━━ Supplied material ━━

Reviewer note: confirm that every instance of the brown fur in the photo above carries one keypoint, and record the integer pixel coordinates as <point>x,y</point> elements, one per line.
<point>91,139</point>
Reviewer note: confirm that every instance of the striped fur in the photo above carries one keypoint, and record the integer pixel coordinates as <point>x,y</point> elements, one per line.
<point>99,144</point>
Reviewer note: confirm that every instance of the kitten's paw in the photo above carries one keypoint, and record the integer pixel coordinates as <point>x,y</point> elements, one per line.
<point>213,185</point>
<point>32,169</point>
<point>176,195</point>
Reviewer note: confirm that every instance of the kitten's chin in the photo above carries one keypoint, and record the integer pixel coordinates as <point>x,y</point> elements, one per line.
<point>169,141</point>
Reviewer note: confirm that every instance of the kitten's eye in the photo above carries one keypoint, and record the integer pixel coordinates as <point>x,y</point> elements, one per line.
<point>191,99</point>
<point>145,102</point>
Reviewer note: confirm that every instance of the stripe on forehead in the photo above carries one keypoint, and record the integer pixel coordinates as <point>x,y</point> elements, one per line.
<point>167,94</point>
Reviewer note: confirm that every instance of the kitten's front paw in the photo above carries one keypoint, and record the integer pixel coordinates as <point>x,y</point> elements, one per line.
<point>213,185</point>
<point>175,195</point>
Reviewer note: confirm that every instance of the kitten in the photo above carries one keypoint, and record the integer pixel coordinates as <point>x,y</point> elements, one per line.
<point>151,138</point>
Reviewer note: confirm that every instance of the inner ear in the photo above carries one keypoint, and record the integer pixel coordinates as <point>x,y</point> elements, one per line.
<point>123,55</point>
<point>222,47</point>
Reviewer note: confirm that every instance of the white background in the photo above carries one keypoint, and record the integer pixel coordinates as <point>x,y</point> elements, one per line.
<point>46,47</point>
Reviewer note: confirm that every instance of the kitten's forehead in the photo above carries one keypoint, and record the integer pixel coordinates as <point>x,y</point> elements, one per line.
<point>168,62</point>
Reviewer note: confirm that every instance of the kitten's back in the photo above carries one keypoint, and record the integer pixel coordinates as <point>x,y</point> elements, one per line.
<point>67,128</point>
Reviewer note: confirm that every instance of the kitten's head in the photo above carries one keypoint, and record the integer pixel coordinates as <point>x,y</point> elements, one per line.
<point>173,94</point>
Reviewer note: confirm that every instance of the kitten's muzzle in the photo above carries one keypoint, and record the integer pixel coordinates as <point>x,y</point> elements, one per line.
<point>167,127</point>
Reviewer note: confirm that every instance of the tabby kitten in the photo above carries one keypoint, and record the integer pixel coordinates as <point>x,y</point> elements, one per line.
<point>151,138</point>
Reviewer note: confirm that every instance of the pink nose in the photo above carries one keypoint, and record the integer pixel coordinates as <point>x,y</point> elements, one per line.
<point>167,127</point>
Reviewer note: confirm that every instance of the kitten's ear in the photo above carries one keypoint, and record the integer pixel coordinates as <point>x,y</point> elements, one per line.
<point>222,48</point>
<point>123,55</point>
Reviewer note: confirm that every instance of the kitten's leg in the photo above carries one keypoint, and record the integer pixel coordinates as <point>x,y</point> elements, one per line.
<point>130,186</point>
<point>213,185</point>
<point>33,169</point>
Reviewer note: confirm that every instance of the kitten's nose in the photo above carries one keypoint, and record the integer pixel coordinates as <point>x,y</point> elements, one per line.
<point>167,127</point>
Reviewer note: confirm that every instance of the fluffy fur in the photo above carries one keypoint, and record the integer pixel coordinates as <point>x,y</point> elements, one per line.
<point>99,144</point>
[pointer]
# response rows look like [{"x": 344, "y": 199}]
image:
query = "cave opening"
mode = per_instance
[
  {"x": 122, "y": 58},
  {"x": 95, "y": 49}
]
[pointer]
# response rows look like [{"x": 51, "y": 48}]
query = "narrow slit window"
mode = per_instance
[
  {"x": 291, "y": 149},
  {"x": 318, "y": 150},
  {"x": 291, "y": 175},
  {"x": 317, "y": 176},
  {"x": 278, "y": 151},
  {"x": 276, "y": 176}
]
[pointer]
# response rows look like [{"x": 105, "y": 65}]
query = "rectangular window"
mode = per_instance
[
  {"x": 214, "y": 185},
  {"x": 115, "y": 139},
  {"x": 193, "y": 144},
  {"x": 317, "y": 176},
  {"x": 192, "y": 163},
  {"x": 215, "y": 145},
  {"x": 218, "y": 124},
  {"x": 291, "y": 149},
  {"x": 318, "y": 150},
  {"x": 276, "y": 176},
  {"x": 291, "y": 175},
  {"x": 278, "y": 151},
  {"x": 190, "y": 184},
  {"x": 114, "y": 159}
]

━━━

To do> Restate the data above word for word. Leave nothing out.

Response>
Reviewer note: confirm that every instance of the brown fur in the photo above carries one keypoint, and record the integer pixel coordinates as <point>x,y</point> elements, one per line.
<point>91,139</point>
Reviewer note: confirm that every instance of the striped fur in the photo above carries one keypoint, and record the integer pixel coordinates as <point>x,y</point> elements, one per line.
<point>99,144</point>
Reviewer note: confirm that every instance of the kitten's paw in the photo above carries one keypoint, and record the integer pixel coordinates as <point>x,y</point> elements, one per line.
<point>213,185</point>
<point>32,169</point>
<point>176,195</point>
Reviewer note: confirm that every instance of the kitten's chin in the photo above carries one keypoint, and record the integer pixel coordinates as <point>x,y</point> elements, one per line.
<point>169,141</point>
Reviewer note: confirm that every instance of the kitten's eye in the photo above carries one keypoint, and record the integer pixel coordinates as <point>x,y</point> elements, one per line.
<point>191,99</point>
<point>145,102</point>
Reviewer note: confirm that every instance of the stripe on forehead in the photo above carries one keypoint, and record the integer pixel coordinates as <point>x,y</point> elements, one per line.
<point>167,94</point>
Reviewer note: confirm that every instance of the kitten's front paw in the photo above carries one keypoint, and record the integer pixel coordinates as <point>x,y</point> elements, one per line.
<point>213,185</point>
<point>175,195</point>
Reviewer note: confirm that every instance of the kitten in the photo above carries one keypoint, and record the integer pixel coordinates as <point>x,y</point> elements, one per line.
<point>151,138</point>
Reviewer note: confirm that every instance of the inner ear in the photo above carries one keypoint, and record the integer pixel coordinates as <point>x,y</point> elements, one per line.
<point>123,55</point>
<point>222,47</point>
Reviewer note: confirm that every instance of the white background in the photo above carries one keypoint, and record the integer pixel coordinates as <point>x,y</point> elements, one per line.
<point>46,47</point>
Reviewer note: confirm that every instance of the kitten's forehead in the photo above carries one keypoint, and record the integer pixel coordinates as <point>x,y</point> elements, one per line.
<point>168,62</point>
Reviewer note: confirm that every instance of the kitten's back in the photo above carries one keypoint, and record the integer pixel coordinates as <point>x,y</point> elements, one per line.
<point>67,128</point>
Reviewer note: confirm that every instance of the kitten's head in the photo above carries one keypoint, and record the integer pixel coordinates as <point>x,y</point> elements, one per line.
<point>173,94</point>
Reviewer note: confirm that every instance of the kitten's muzzle in the photo above carries one keypoint, and record the integer pixel coordinates as <point>x,y</point> elements, one per line.
<point>167,127</point>
Reviewer note: confirm that every instance of the tabby kitten in the photo above carries one keypoint, and record the integer pixel coordinates as <point>x,y</point> elements, one per line.
<point>151,138</point>
Reviewer note: confirm that every instance of the pink nose in the photo above carries one keypoint, and record the integer pixel coordinates as <point>x,y</point> elements, one per line.
<point>167,127</point>
Reviewer note: confirm that every instance of the kitten's ear in the photo above carries one keypoint, and record the integer pixel coordinates as <point>x,y</point> elements, one per line.
<point>222,48</point>
<point>123,55</point>
Reviewer note: confirm that every instance of the kitten's leg in the photo above carries one keypoint, and record the integer pixel coordinates as <point>x,y</point> elements, one per line.
<point>130,186</point>
<point>213,185</point>
<point>33,169</point>
Reviewer note: confirm that every instance of the kitten's nose in the photo above carries one keypoint, and record the integer pixel coordinates as <point>x,y</point> elements, one per line.
<point>167,127</point>
Reviewer note: confirm that every instance of the fluffy fur in the photo above carries one keypoint, and record the integer pixel coordinates as <point>x,y</point> elements, one per line.
<point>99,144</point>
[pointer]
# response rows look like [{"x": 344, "y": 199}]
image:
query = "cave opening"
mode = per_instance
[
  {"x": 122, "y": 58},
  {"x": 95, "y": 49}
]
[pointer]
# response rows look like [{"x": 51, "y": 48}]
query = "narrow slit window"
mode = per_instance
[
  {"x": 291, "y": 149},
  {"x": 318, "y": 150},
  {"x": 291, "y": 175},
  {"x": 317, "y": 176},
  {"x": 278, "y": 151},
  {"x": 276, "y": 176}
]
[pointer]
# response rows look like [{"x": 105, "y": 65}]
query = "rectangular window"
mode = per_instance
[
  {"x": 214, "y": 185},
  {"x": 115, "y": 139},
  {"x": 193, "y": 144},
  {"x": 317, "y": 176},
  {"x": 192, "y": 163},
  {"x": 215, "y": 145},
  {"x": 218, "y": 124},
  {"x": 291, "y": 149},
  {"x": 318, "y": 150},
  {"x": 276, "y": 176},
  {"x": 291, "y": 175},
  {"x": 278, "y": 151},
  {"x": 190, "y": 184},
  {"x": 114, "y": 159}
]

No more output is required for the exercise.